[Collected data]
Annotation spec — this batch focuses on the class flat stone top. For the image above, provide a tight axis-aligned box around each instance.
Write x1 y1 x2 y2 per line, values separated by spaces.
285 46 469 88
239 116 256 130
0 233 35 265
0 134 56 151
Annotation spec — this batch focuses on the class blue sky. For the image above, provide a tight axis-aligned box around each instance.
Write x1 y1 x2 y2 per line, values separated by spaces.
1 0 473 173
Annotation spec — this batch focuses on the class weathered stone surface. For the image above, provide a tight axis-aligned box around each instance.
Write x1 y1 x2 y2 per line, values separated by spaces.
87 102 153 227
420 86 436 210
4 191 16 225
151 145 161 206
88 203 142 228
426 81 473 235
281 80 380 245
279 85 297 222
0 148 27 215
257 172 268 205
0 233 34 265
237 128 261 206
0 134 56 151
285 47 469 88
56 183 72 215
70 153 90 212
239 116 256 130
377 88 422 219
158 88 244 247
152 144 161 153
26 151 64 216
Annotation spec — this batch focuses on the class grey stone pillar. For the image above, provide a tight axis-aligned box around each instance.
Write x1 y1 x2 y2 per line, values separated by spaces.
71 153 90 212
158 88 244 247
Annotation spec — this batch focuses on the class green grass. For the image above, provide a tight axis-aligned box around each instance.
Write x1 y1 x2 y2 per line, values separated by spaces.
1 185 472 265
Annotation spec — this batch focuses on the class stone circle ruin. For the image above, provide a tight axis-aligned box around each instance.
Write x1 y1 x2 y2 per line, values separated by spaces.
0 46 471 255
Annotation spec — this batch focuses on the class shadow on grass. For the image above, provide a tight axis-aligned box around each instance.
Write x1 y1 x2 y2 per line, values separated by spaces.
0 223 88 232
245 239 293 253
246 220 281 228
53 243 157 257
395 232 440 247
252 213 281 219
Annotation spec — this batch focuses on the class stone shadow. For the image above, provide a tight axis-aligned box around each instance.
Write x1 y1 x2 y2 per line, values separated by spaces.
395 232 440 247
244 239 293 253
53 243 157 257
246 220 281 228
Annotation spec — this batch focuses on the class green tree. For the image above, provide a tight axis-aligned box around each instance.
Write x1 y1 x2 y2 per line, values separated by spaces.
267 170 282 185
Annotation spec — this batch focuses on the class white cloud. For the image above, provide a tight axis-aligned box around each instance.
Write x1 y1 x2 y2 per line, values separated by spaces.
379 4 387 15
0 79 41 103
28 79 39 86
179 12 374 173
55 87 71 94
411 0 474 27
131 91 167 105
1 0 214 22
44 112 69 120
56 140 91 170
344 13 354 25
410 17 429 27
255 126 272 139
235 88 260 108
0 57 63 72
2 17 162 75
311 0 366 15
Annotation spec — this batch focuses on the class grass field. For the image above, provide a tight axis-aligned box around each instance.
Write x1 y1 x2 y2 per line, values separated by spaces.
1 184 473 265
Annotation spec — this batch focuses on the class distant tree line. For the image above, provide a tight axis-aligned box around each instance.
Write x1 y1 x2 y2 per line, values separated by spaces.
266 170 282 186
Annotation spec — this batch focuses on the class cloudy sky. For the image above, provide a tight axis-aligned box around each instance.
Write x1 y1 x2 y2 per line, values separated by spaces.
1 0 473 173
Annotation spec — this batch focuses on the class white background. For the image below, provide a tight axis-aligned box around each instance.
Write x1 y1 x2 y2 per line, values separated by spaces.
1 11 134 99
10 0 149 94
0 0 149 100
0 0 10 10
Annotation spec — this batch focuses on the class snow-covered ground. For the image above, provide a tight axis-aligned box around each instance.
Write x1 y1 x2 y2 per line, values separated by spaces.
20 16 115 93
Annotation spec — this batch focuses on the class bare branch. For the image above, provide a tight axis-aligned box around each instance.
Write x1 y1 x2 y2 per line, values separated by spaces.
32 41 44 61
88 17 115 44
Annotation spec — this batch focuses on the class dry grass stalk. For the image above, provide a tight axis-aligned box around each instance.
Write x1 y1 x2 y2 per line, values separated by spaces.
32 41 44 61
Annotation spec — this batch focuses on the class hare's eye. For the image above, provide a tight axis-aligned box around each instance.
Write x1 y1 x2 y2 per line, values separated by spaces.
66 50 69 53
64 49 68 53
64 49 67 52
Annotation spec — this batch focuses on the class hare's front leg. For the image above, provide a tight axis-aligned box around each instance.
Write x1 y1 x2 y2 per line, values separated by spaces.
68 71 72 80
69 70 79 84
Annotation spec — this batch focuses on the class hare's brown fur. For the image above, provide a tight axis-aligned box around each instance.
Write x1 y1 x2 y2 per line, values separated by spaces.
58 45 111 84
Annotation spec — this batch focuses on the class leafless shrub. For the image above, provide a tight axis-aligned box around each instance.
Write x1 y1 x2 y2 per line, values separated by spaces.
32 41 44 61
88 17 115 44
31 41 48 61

■ Exercise aim ■
Every line above that holds the string "white" should be returned.

■ Exercise answer ■
Annotation spec — this batch focuses on the class white cloud. For the image above, provide a tight axis-aligned box around each instance.
Annotation spec — this batch focuses on the class white background. For the image below, provide a tight axis-aligned box around each instance.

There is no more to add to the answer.